▶ _Problem to solve_
Format the data below as a JSON array of strings with one string per line, omitting blank lines.

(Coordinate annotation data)
━━━━━━
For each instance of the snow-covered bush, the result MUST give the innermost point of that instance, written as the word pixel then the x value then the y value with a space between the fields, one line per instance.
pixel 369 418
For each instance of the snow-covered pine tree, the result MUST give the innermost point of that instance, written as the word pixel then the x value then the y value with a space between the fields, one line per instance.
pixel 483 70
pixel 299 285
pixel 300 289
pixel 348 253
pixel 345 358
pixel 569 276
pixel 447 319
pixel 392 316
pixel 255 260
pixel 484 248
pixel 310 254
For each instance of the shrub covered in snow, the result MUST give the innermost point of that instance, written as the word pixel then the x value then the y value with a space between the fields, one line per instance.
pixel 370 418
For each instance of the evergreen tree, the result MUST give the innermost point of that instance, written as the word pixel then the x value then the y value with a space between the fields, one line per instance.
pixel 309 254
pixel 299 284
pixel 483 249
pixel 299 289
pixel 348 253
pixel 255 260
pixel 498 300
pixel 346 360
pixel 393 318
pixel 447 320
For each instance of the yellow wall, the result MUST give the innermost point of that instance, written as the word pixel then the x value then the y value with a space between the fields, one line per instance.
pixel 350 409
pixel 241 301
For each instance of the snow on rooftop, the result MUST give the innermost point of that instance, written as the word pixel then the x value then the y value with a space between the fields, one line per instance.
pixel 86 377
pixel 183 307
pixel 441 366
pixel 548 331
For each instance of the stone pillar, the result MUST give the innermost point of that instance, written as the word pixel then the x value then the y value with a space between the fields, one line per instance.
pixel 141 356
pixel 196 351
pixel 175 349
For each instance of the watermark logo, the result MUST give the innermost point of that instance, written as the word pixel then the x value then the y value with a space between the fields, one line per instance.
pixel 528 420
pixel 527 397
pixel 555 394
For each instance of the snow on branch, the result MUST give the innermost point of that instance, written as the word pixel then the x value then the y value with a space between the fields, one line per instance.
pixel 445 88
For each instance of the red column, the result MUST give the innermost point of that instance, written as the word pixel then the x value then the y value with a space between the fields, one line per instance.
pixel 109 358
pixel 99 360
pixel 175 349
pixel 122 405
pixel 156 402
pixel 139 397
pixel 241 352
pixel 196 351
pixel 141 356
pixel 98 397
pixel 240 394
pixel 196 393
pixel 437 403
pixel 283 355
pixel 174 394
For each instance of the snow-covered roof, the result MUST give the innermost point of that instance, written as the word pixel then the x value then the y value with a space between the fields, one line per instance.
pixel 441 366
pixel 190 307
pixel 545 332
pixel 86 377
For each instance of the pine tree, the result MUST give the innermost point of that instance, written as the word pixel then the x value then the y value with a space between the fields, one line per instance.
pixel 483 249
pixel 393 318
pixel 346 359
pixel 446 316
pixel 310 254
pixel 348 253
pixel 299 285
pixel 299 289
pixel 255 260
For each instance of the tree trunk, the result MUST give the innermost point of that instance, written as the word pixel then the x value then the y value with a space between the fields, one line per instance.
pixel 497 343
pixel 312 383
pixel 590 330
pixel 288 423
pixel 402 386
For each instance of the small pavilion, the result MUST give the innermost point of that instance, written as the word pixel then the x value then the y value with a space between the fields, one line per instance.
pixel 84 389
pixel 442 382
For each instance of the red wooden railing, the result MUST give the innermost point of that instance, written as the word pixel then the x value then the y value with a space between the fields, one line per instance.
━━━━━━
▶ _Solved exercise_
[
  "For each instance of the snow-covered bush, the result MUST give the innermost point of that instance, written as the word pixel then the x value then the y value with a space between the fields, one line per instance.",
  "pixel 369 418",
  "For each instance of the snow-covered pine tree, the result MUST give the innermost point of that instance, written as the word pixel then the x value then the y value with a space between the fields, one line per instance.",
  "pixel 483 70",
  "pixel 299 285",
  "pixel 300 289",
  "pixel 348 253",
  "pixel 345 358",
  "pixel 569 276",
  "pixel 447 319",
  "pixel 392 316",
  "pixel 255 260",
  "pixel 484 248",
  "pixel 310 254",
  "For each instance of the shrub covered in snow, the result MUST give the innermost point of that instance, written as the word pixel then the x value then the y value with a space between the fields, one line per instance.",
  "pixel 370 418",
  "For each instance of the evergreen tree, the result MUST give the innermost point of that instance, written as the word pixel then the x value then the y value with a space between the fields, one line per instance.",
  "pixel 309 254",
  "pixel 299 284",
  "pixel 483 249",
  "pixel 299 289",
  "pixel 348 253",
  "pixel 255 260",
  "pixel 498 300",
  "pixel 346 360",
  "pixel 393 318",
  "pixel 447 320",
  "For each instance of the yellow wall, the result MUST give the innermost point of that instance, written as the word pixel then the x value then the y value with a space between the fields, one line per instance.",
  "pixel 350 409",
  "pixel 241 301",
  "For each instance of the snow on rooftop, the result MUST give the innermost point of that instance, written as the word pixel then the x value then the y value with a space between the fields, one line per instance.",
  "pixel 86 377",
  "pixel 183 307",
  "pixel 441 366",
  "pixel 548 331",
  "For each instance of the stone pillar, the result MUST give the innermost point of that instance, written as the word pixel then the x value then the y value with a space between the fields, one line per instance.",
  "pixel 141 356",
  "pixel 196 351",
  "pixel 175 349",
  "For each instance of the watermark logo, the result MUST give the innermost point of that instance, written as the word pixel then the x value then the y value with a space between the fields, one line per instance.",
  "pixel 528 420",
  "pixel 527 397",
  "pixel 555 394",
  "For each instance of the snow on branch, the result MUST give the innermost point of that instance, written as the word pixel then the x value then the y value with a space between the fields, one line per instance.",
  "pixel 445 88",
  "For each instance of the red column, the result MUST give the innermost point of that instance, written as the word pixel then the x value then the y value with a space between the fields, one line per instance.",
  "pixel 109 358",
  "pixel 99 360",
  "pixel 175 349",
  "pixel 122 405",
  "pixel 156 402",
  "pixel 139 397",
  "pixel 241 352",
  "pixel 196 351",
  "pixel 141 356",
  "pixel 98 397",
  "pixel 240 394",
  "pixel 196 393",
  "pixel 437 403",
  "pixel 283 355",
  "pixel 174 394",
  "For each instance of the snow-covered roof, the result MUST give the innermost point of that instance, written as the word pixel then the x value then the y value with a space between the fields, one line per instance.",
  "pixel 441 366",
  "pixel 190 307",
  "pixel 545 332",
  "pixel 86 377",
  "For each instance of the pine tree, the result MUST give the innermost point of that instance, written as the word pixel then the x value then the y value with a space between the fields, one line per instance.",
  "pixel 483 249",
  "pixel 393 318",
  "pixel 346 359",
  "pixel 446 316",
  "pixel 310 254",
  "pixel 348 253",
  "pixel 299 285",
  "pixel 299 289",
  "pixel 255 260",
  "For each instance of the tree trunk, the result MUST give the innermost point of that instance, written as the word pixel then the x value then the y value with a space between the fields, one line per instance.",
  "pixel 497 343",
  "pixel 312 383",
  "pixel 590 330",
  "pixel 288 423",
  "pixel 402 386",
  "For each instance of the small pavilion, the result MUST give the innermost point of that instance, written as the word pixel then the x value then the y value with a space between the fields, one line per instance.",
  "pixel 84 389",
  "pixel 442 382",
  "For each instance of the red wooden railing, the result MUST give the innermost point of that instance, written as the word pixel then the x value then the y value with a space between the fields, one line per instance."
]